If a record below holds a picture, drop the picture and copy everything else exactly.
Top of RECORDS FOR THIS TASK
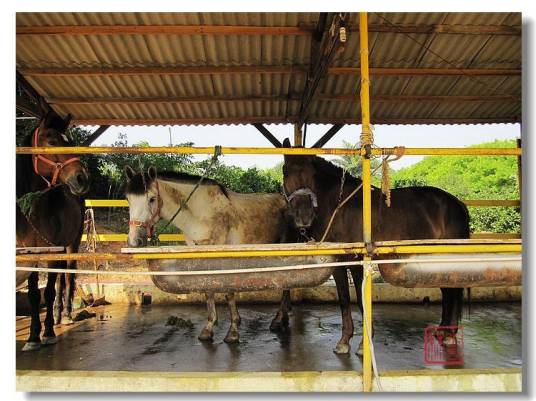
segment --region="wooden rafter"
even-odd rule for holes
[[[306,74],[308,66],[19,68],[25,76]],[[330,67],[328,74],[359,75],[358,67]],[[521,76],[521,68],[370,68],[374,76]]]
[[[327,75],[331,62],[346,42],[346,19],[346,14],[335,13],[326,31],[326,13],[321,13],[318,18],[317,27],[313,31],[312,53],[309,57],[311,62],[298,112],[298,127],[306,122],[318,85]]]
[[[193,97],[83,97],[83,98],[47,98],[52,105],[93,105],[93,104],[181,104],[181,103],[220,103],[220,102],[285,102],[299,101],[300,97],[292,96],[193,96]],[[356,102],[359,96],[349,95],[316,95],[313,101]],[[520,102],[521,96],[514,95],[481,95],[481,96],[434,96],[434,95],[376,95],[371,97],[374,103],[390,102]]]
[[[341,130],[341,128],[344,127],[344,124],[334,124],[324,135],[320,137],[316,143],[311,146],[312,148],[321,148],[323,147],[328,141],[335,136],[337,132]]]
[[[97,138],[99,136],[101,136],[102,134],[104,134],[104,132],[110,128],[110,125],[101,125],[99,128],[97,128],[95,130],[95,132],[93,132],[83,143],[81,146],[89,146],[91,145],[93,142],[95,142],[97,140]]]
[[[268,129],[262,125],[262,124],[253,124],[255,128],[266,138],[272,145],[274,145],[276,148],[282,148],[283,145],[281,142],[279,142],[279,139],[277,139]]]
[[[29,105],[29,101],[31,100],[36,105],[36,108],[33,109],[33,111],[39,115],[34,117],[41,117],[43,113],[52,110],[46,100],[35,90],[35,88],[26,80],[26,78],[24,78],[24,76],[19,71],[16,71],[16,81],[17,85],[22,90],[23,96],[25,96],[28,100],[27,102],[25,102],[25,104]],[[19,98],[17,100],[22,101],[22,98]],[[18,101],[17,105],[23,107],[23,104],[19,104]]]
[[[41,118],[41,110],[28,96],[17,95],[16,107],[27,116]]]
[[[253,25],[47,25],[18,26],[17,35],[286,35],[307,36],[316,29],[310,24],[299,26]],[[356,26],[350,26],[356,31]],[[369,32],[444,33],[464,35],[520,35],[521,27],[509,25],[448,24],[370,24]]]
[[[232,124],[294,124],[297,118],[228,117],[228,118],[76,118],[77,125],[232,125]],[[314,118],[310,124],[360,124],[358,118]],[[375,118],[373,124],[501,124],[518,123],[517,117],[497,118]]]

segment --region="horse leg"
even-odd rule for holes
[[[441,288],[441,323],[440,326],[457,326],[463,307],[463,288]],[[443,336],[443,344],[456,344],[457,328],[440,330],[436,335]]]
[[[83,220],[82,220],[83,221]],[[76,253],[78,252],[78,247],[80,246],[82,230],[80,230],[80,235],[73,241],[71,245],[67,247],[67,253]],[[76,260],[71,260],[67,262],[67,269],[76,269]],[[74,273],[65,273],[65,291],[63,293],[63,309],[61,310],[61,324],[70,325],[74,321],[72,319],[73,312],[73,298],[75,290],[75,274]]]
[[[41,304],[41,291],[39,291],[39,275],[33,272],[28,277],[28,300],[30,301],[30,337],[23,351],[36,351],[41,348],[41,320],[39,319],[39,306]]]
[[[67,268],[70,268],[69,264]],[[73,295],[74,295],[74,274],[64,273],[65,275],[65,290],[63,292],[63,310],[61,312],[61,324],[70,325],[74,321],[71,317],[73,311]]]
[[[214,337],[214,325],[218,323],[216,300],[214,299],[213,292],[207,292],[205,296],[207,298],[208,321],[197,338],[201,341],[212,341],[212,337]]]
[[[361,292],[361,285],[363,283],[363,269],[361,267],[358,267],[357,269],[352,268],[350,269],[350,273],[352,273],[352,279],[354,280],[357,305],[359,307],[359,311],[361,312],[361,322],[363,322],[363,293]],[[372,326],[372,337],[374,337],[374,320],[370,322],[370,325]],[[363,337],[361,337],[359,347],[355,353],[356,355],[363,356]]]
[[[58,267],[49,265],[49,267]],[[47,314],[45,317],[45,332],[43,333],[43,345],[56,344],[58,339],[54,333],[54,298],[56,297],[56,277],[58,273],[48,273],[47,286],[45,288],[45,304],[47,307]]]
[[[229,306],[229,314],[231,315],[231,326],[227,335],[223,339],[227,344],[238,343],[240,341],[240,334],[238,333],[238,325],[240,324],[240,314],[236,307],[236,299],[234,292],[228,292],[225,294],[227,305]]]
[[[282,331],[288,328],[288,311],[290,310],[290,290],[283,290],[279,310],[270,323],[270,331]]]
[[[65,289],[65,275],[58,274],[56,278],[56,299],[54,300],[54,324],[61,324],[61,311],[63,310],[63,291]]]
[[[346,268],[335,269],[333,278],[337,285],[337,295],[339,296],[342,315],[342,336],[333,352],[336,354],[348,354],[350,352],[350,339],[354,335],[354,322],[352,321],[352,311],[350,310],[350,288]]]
Bottom of RECORDS FOR THIS TASK
EXPECTED ANSWER:
segment --region="wooden rafter"
even-odd rule for holes
[[[306,74],[308,66],[19,68],[25,76]],[[330,67],[328,74],[359,75],[358,67]],[[521,76],[521,68],[370,68],[374,76]]]
[[[327,75],[331,62],[346,42],[346,19],[346,14],[335,13],[326,31],[326,13],[321,13],[318,18],[317,27],[313,31],[312,53],[309,57],[311,62],[298,112],[298,127],[306,122],[318,85]]]
[[[193,97],[83,97],[83,98],[47,98],[52,105],[93,105],[93,104],[181,104],[181,103],[220,103],[220,102],[285,102],[299,101],[300,97],[292,96],[193,96]],[[356,102],[359,96],[349,95],[316,95],[313,101]],[[520,102],[521,96],[514,95],[481,95],[481,96],[434,96],[434,95],[376,95],[371,97],[374,103],[390,102]]]
[[[341,130],[341,128],[344,127],[344,124],[334,124],[324,135],[320,137],[316,143],[311,146],[312,148],[321,148],[323,147],[328,141],[335,136],[337,132]]]
[[[97,138],[99,136],[101,136],[102,134],[104,134],[104,132],[110,128],[110,125],[101,125],[99,128],[97,128],[95,130],[95,132],[93,132],[83,143],[81,146],[89,146],[91,145],[93,142],[95,142],[97,140]]]
[[[268,129],[262,125],[262,124],[253,124],[255,128],[266,138],[272,145],[274,145],[276,148],[282,148],[283,145],[281,142],[279,142],[279,139],[277,139]]]
[[[29,105],[29,101],[31,100],[36,105],[36,108],[33,109],[33,111],[39,115],[34,117],[41,117],[43,113],[52,110],[46,100],[35,90],[35,88],[26,80],[26,78],[24,78],[24,76],[19,71],[16,71],[16,81],[17,85],[22,90],[23,96],[25,96],[28,100],[27,102],[25,102],[25,104]],[[19,98],[17,100],[22,101],[22,98]],[[18,101],[17,105],[23,107],[23,104],[19,104]]]
[[[41,118],[41,110],[28,96],[17,95],[16,107],[27,116]]]
[[[253,25],[47,25],[18,26],[17,35],[286,35],[307,36],[316,29],[310,24],[299,26]],[[356,26],[350,26],[356,31]],[[369,32],[444,33],[464,35],[520,35],[521,27],[509,25],[448,24],[370,24]]]
[[[232,124],[294,124],[297,118],[228,117],[228,118],[76,118],[77,125],[232,125]],[[314,118],[310,124],[360,124],[358,118]],[[375,118],[373,124],[501,124],[518,123],[517,117],[497,118]]]

segment --region="horse leg"
even-odd rule for holes
[[[441,288],[441,323],[440,326],[457,326],[463,307],[463,288]],[[443,336],[443,344],[456,344],[457,328],[440,330],[436,335]]]
[[[83,220],[82,220],[83,221]],[[76,253],[78,252],[78,247],[80,246],[82,230],[80,230],[80,235],[73,241],[71,245],[67,247],[67,253]],[[76,260],[71,260],[67,262],[67,269],[76,269]],[[74,273],[65,273],[65,291],[63,293],[63,309],[61,310],[61,324],[70,325],[74,321],[72,319],[73,312],[73,298],[75,290],[75,274]]]
[[[41,304],[41,291],[39,291],[39,275],[33,272],[28,277],[28,300],[30,301],[30,337],[23,351],[36,351],[41,348],[41,320],[39,319],[39,306]]]
[[[67,268],[70,268],[69,264]],[[73,295],[74,295],[74,274],[64,273],[65,275],[65,290],[63,292],[63,310],[61,312],[61,324],[70,325],[74,321],[71,317],[73,311]]]
[[[214,337],[214,325],[218,323],[216,300],[214,299],[213,292],[207,292],[205,296],[207,298],[208,321],[197,338],[201,341],[212,341],[212,337]]]
[[[361,292],[361,285],[363,283],[363,269],[361,267],[358,267],[357,269],[352,268],[350,269],[350,273],[352,273],[352,279],[354,280],[357,305],[359,307],[359,311],[361,312],[361,322],[363,322],[363,293]],[[372,326],[372,337],[374,337],[374,320],[370,322],[370,325]],[[363,337],[361,337],[359,347],[355,353],[356,355],[363,356]]]
[[[58,267],[49,265],[49,267]],[[47,314],[45,317],[45,332],[43,333],[43,345],[56,344],[58,339],[54,333],[54,298],[56,297],[56,277],[58,273],[48,273],[47,286],[45,288],[45,304],[47,307]]]
[[[229,306],[229,314],[231,315],[231,326],[227,335],[223,339],[227,344],[238,343],[240,341],[240,334],[238,333],[238,325],[240,324],[240,314],[236,307],[236,299],[234,292],[228,292],[225,294],[227,305]]]
[[[282,331],[288,328],[288,311],[290,310],[290,290],[283,290],[279,310],[270,323],[270,331]]]
[[[65,289],[65,275],[58,274],[56,278],[56,299],[54,300],[54,324],[61,324],[61,311],[63,310],[63,291]]]
[[[346,268],[335,269],[333,278],[337,285],[337,295],[339,296],[342,315],[342,336],[333,352],[336,354],[348,354],[350,352],[350,339],[354,335],[354,322],[352,321],[352,311],[350,310],[350,288]]]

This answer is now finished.